# [PASSAGE GIVEN]
****************************************
For larger datasets, it is still recommended to use LOAD CSV as the best practice for importing. The CSV file import tool is convenient for importing smaller amounts of data or for providing code snippets of Cypher queries for import, eliminating the struggle of constructing them yourself.
Import files WITH and NO HEADER
The goal of this example is to import two CSV files.
One file contains data we will use to create nodes labeled :Person
and the
other file will be used to connect those nodes with the :IS_FRIENDS_WITH
relationship.
There are also two variations of the files, files with a header and files without a header.
Download the files
people_nodes_wh.csv
(opens in a new tab)
This file contains the following data:id,name 100,Daniel 101,Alex 102,Sarah 103,Mia 104,Lucy
people_relationships_wh.csv
(opens in a new tab)
The file contains the following data:id_from,id_to 100,101 100,102 100,103 101,103 102,104
Upload files
Upload your files by selecting them from your local filesystem or using a drag and drop method. Once all your files are uploaded, proceed to configure each one separately.
Let's start by configuring the nodes by clicking on the people_nodes.csv
file.
Configure nodes
After clicking on the + Add node
button for our CSV file with a header, make sure you select the checkbox on the left side of the interface indicating that the file has a header row. Just below that checkbox, the preview of the detected properties and the first row of your file will be displayed.
During configuration, start by adding a Node label and choose whether to include an index with the label.
Index data carefully as indexes do speed up queries but also take up memory.
Let's add the label :Person
and leave the index checkbox empty since we currently only have one type of node and using an index won't impact performance.
****************************************
# [TASKS TO COMPLETE]
A – Answer these from the passage on the CSV import tool:
(i) What is still recommended as the best practice for importing larger datasets?
(ii) Which relationship will be used to connect the nodes labeled :Person?
(iii) Why is the index checkbox left empty when adding the :Person label?
B – From the passage on the CSV import tool, set down the part that opens with the words containing "Configure nodes" and closes with "won't impact performance.".

(Box-labeled dataset extracts)
****************************************
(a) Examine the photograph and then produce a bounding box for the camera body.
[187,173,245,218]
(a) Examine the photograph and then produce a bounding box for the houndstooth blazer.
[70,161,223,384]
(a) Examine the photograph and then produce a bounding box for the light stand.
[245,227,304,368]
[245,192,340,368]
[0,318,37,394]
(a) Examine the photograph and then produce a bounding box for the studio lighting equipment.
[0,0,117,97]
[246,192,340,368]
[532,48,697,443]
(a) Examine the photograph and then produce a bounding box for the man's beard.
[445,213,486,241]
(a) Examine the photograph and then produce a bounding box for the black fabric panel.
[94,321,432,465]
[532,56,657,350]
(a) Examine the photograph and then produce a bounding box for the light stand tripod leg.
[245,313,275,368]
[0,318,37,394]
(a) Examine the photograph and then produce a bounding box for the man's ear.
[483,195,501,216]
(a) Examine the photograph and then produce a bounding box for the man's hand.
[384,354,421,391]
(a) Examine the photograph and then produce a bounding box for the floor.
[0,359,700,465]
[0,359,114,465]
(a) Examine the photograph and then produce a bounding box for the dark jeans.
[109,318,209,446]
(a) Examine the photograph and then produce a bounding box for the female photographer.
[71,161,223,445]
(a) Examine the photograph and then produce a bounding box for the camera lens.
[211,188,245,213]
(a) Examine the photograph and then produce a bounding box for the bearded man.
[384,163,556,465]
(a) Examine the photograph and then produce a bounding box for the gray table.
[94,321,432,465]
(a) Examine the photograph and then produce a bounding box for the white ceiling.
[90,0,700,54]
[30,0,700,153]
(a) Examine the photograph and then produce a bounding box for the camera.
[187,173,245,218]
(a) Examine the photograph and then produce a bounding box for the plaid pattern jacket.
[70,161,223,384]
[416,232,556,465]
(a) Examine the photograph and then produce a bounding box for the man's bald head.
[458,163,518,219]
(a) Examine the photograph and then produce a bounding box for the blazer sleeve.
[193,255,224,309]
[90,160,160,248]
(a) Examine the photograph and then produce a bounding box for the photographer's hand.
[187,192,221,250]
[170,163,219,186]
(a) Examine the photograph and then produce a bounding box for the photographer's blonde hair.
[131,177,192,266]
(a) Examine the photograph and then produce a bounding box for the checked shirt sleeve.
****************************************
# [SOLUTION SET]
A –
(i) Using LOAD CSV.
(ii) The :IS_FRIENDS_WITH relationship.
(iii) There is currently only one type of node, so using an index won't impact performance.

B –
Configure nodes
After clicking on the + Add node
button for our CSV file with a header, make sure you select the checkbox on the left side of the interface indicating that the file has a header row. Just below that checkbox, the preview of the detected properties and the first row of your file will be displayed.
During configuration, start by adding a Node label and choose whether to include an index with the label.
Index data carefully as indexes do speed up queries but also take up memory.
Let's add the label :Person
and leave the index checkbox empty since we currently only have one type of node and using an index won't impact performance.